*WORK REQUIRED:* Pick out and copy every row below that contains the word "price". Case counts, so match the capitalization.
__________________________________________________
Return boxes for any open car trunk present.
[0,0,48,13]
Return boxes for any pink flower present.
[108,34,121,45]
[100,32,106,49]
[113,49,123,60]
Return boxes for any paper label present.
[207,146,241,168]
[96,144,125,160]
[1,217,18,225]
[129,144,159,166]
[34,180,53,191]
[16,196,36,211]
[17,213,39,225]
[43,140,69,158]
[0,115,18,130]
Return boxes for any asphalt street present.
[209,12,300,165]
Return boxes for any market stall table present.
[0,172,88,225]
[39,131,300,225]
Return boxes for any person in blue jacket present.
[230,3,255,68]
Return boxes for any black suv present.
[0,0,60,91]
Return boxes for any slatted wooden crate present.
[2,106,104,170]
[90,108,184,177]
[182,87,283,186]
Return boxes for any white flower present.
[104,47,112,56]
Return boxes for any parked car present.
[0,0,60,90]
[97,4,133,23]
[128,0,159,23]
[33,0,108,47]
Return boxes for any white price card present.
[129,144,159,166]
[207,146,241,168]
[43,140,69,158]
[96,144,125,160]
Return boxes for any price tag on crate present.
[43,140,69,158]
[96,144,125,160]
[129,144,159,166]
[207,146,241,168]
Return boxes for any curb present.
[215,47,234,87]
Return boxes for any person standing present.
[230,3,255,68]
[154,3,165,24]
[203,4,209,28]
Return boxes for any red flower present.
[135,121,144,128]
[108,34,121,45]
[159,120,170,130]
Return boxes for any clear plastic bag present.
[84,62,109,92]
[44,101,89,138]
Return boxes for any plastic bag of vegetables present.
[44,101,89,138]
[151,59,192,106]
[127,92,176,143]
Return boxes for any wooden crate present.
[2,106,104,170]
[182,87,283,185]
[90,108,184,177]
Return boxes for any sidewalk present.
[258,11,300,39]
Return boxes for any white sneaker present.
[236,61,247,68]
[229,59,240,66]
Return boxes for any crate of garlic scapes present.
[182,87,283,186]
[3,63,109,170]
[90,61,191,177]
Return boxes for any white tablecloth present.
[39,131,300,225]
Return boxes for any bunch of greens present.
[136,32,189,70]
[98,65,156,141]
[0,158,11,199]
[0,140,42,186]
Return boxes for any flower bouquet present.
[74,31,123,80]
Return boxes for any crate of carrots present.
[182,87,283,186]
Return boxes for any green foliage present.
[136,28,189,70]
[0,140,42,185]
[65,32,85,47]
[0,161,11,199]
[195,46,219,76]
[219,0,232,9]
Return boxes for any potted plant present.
__________________________________________________
*OUTPUT FOR THIS TASK:*
Return boxes for any white price card present.
Return boxes for any price tag on crate present.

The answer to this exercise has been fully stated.